Location identification items
* * * * * * * * *
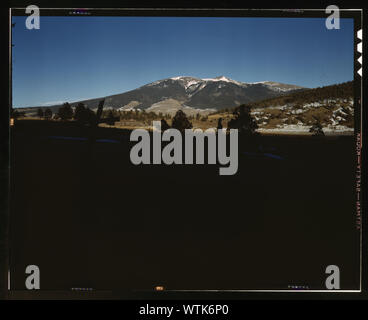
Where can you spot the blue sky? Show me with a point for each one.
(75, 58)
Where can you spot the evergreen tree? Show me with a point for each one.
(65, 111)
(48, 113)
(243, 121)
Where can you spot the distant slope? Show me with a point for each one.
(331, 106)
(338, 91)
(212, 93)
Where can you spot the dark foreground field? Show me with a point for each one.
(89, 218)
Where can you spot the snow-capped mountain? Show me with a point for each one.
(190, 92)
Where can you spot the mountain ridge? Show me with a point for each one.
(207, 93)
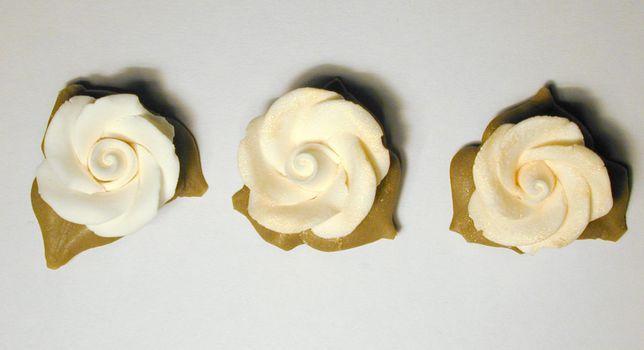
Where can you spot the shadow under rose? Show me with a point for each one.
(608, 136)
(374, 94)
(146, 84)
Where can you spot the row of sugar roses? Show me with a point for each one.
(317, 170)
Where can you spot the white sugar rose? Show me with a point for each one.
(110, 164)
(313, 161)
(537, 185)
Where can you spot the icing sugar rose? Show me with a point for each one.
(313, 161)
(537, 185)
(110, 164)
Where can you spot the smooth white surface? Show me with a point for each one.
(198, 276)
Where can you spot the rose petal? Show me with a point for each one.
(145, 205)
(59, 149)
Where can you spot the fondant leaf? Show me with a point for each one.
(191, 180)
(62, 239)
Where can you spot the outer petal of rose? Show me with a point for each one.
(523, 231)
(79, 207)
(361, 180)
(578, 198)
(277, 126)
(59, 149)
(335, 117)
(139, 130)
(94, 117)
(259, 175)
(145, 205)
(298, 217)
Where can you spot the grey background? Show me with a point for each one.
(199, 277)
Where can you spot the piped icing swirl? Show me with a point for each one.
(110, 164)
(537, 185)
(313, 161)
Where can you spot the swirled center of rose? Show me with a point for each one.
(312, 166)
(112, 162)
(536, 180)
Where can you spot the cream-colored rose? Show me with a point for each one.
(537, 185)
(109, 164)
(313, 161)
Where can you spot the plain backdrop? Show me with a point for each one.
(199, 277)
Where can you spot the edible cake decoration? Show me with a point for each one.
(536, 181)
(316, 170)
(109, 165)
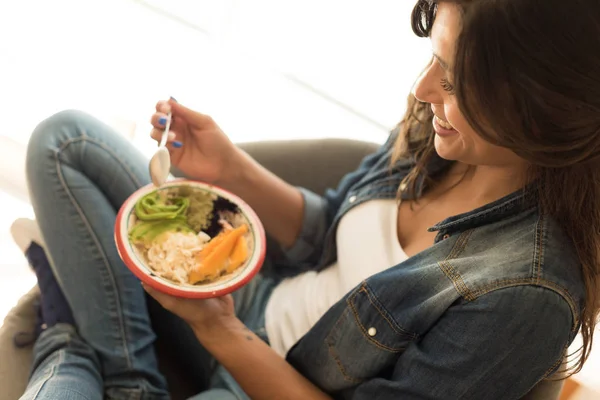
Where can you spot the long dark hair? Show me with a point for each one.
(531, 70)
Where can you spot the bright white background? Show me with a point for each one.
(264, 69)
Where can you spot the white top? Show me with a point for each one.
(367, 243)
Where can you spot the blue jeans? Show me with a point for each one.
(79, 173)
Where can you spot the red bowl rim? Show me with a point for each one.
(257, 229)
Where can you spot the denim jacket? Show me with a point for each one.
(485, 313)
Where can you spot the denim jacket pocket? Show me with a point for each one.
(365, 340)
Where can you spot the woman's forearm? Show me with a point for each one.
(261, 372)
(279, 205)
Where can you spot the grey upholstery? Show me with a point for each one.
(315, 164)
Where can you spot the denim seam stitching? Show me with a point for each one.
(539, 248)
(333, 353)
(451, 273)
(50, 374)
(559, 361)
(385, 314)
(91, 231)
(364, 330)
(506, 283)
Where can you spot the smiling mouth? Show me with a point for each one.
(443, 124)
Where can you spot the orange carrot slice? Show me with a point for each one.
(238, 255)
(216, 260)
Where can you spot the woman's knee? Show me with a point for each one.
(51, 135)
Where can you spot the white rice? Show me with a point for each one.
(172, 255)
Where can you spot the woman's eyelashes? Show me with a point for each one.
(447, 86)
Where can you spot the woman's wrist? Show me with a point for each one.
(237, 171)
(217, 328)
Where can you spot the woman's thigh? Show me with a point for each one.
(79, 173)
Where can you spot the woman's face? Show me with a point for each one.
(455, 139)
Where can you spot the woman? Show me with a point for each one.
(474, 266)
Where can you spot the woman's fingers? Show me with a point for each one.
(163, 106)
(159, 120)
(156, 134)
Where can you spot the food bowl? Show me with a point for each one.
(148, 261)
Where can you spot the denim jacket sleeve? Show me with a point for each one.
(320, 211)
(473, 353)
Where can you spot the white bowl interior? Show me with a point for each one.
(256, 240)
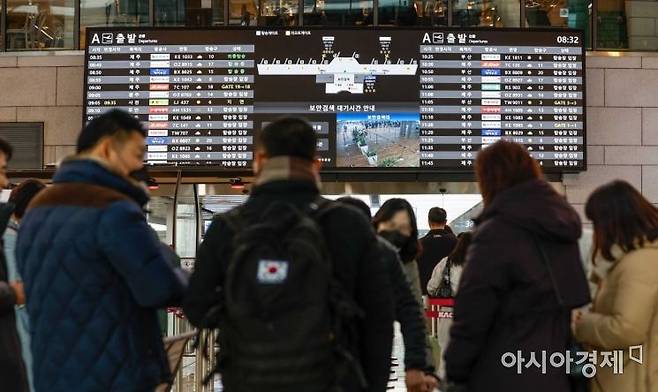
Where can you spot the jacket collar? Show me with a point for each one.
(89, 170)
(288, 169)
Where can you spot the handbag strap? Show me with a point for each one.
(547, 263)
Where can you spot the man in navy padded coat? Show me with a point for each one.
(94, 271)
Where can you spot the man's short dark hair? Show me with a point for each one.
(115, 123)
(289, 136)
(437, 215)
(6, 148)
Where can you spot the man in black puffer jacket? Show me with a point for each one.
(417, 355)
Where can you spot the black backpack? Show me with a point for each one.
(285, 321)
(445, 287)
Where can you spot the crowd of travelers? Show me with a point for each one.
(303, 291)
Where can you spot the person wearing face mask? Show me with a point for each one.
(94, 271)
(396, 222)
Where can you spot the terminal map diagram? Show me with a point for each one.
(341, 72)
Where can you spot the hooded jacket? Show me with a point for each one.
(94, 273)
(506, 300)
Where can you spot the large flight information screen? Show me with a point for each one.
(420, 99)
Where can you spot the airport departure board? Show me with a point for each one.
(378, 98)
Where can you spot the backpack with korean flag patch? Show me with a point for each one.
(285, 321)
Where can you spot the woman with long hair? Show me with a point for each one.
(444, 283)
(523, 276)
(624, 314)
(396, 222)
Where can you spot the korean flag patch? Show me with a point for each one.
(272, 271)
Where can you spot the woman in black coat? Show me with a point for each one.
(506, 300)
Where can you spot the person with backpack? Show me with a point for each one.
* * * * * * * * *
● Direction
Except for the pictures, copy the material above exactly.

● Result of this exercise
Where can you spot the blue sky? Show me with a point for each one.
(75, 58)
Where can you spot the evergreen tree? Show me with a point for each one.
(65, 111)
(48, 113)
(243, 121)
Where can you spot the distant slope? Show me with a point for each one.
(331, 106)
(338, 91)
(212, 93)
Where can you spot the dark foreground field? Show me with a point for each one.
(89, 218)
Where can you spot the snow-capped mountain? Show me with a point for each one.
(190, 92)
Where can you spot the mountain ridge? Show me with a point for each one.
(207, 93)
Where can you spot the shadow under rose? Show me with a point for each one.
(608, 136)
(374, 94)
(146, 84)
Where can you spot the row of sugar roses? Show me with a point for each one.
(317, 170)
Where can you spot the white sugar rose? Show me with a point for each one.
(110, 164)
(313, 161)
(537, 185)
Where can you spot the icing sugar rose? Show me with a point for each one.
(313, 161)
(537, 185)
(110, 164)
Where can you spot the smooth white surface? Show me with a point for each one.
(198, 276)
Where can you spot the rose petal? Show me with a point for each one.
(145, 205)
(59, 149)
Where can you spot the fondant leaf? Show me with a point for each one.
(191, 180)
(62, 239)
Where can you spot the outer petal of rose? Show me with a point for each one.
(523, 231)
(79, 207)
(361, 180)
(578, 198)
(277, 126)
(59, 149)
(335, 117)
(139, 130)
(94, 117)
(259, 175)
(145, 205)
(298, 217)
Where can you spot the grey background? Show me with a point for each one.
(199, 277)
Where can you spot the piped icing swirl? Show me with a point for each one.
(110, 164)
(537, 185)
(313, 161)
Where can you spot the swirled center of rose? Show me with a point for each one.
(312, 166)
(112, 162)
(536, 180)
Where can you spot the cream-colored rose? Show me with a point for each one.
(537, 185)
(109, 164)
(313, 161)
Where can you spot the plain backdrop? Show me with a point for each one.
(199, 277)
Where can you spot the edible cake decoration? Show me with a point for each one.
(536, 181)
(316, 170)
(109, 165)
Where can you spot the long dark hair? Show me with a point for each one.
(531, 70)
Where can you spot the bright white background? Show me with a point for each one.
(264, 69)
Where can you spot the white top? Show me with a point for each one.
(367, 243)
Where can you spot the blue jeans? Show me with a point for each one.
(79, 173)
Where can you spot the red bowl rim? Show me with a point for each one.
(257, 229)
Where can you spot the denim jacket? Show me with a point for each one.
(485, 313)
Where can you spot the denim jacket pocket? Show me with a point for each one.
(365, 340)
Where can you spot the woman's forearm? Show me with a point for each one.
(261, 372)
(279, 205)
Where can you spot the grey upholstery? Show me with a point for each one.
(315, 164)
Where can you spot the denim seam stitching? Show me with a point for each one.
(539, 248)
(333, 353)
(451, 273)
(50, 374)
(559, 361)
(385, 314)
(91, 231)
(364, 330)
(506, 283)
Where can you spot the smiling mouth? Show me with a point for each one.
(443, 124)
Where can you spot the orange carrot slice? Show me with a point for each one.
(238, 255)
(216, 260)
Where can you spot the woman's knee? Show me with a point for each one.
(51, 135)
Where can you spot the white rice? Show me with a point for each one.
(172, 255)
Where can you spot the woman's eyelashes? Show me with a point for each one.
(447, 86)
Where can you spot the woman's wrist? Show me with a point for each one.
(237, 171)
(217, 328)
Where can you spot the woman's thigh? Show me with a point for each one.
(79, 173)
Where can you spot the woman's face? Show me with a point for each one.
(455, 139)
Where can you spot the woman? Show me with a point for each one.
(474, 266)
Where can you spot the woman's fingers? Show me with a point for each one.
(163, 106)
(159, 120)
(156, 134)
Where can you spot the food bowl? Show me with a point for each one.
(148, 261)
Where can you spot the denim jacket sleeve? Show me with a point for each one.
(320, 211)
(473, 353)
Where can you spot the white bowl interior? Show me with a point for each one.
(256, 240)
Where can you spot the jacket collar? Show me with a point for each one.
(89, 170)
(288, 169)
Where can you spot the handbag strap? Show me with a point for each one.
(547, 263)
Where can you spot the man in navy padded coat? Show me with a point for each one.
(94, 271)
Where can you spot the man's short dark hair? Show me with a point for each one.
(115, 123)
(289, 136)
(437, 215)
(6, 148)
Where can you spot the man in black puffer jacket? Show me with a point for each one.
(417, 355)
Where can you spot the black backpack? Show me with a point for each one.
(285, 321)
(445, 287)
Where can you spot the crowd of travelers? Show me with a point for each one.
(303, 291)
Where can you spot the person wearing face mask? Show me with a point for each one.
(94, 271)
(396, 222)
Where can you spot the terminal map diagram? Show me with a point for each one.
(341, 72)
Where can you spot the hooded jacket? Show me with a point for each one.
(94, 273)
(506, 300)
Where can you spot the large flight information screen? Show me with a point for each one.
(420, 99)
Where can you spot the airport departure board? Show me with a point for each one.
(378, 98)
Where can you spot the backpack with korean flag patch? Show me with a point for each one.
(285, 321)
Where can you spot the woman with long hair? Show me with a point for each one.
(444, 283)
(523, 276)
(624, 314)
(396, 222)
Where can you spot the korean flag patch? Show me with a point for each one.
(272, 271)
Where can you spot the woman in black coat? Show me with a point for each one.
(506, 300)
Where can you spot the person with backpack? Show me with a point for each one.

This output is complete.